- [TASK]
Select and copy each line of the records in which the word "like" appears.

(Records from a data source)
====
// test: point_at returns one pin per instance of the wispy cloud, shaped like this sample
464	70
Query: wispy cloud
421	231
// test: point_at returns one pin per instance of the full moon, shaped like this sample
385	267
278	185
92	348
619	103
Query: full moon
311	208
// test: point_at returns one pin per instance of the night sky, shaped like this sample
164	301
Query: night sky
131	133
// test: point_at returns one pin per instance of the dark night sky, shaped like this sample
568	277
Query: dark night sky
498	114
====
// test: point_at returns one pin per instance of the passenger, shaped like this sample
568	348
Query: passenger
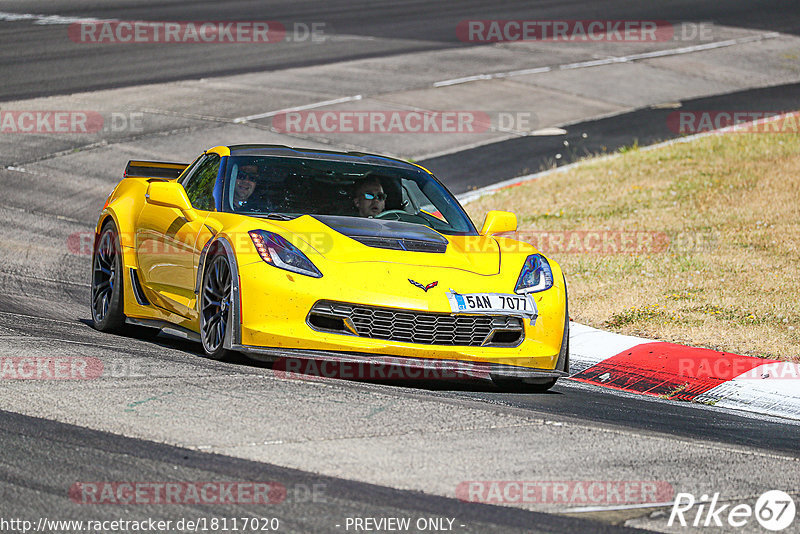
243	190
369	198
====
- [ANSWER TO THE TASK]
// test: point_at returns one pin per instance of the wispy cloud, shaped like this sample
// test: point_at returns one pin per instance of the full moon, shaped like this sample
// test: point_at returns one pin per instance of the night sky, shaped like this sample
// test: point_at returns one pin per instance of the dark night sky, shaped like this sample
// test: point_at returns one pin per instance of the passenger, shaped like this sample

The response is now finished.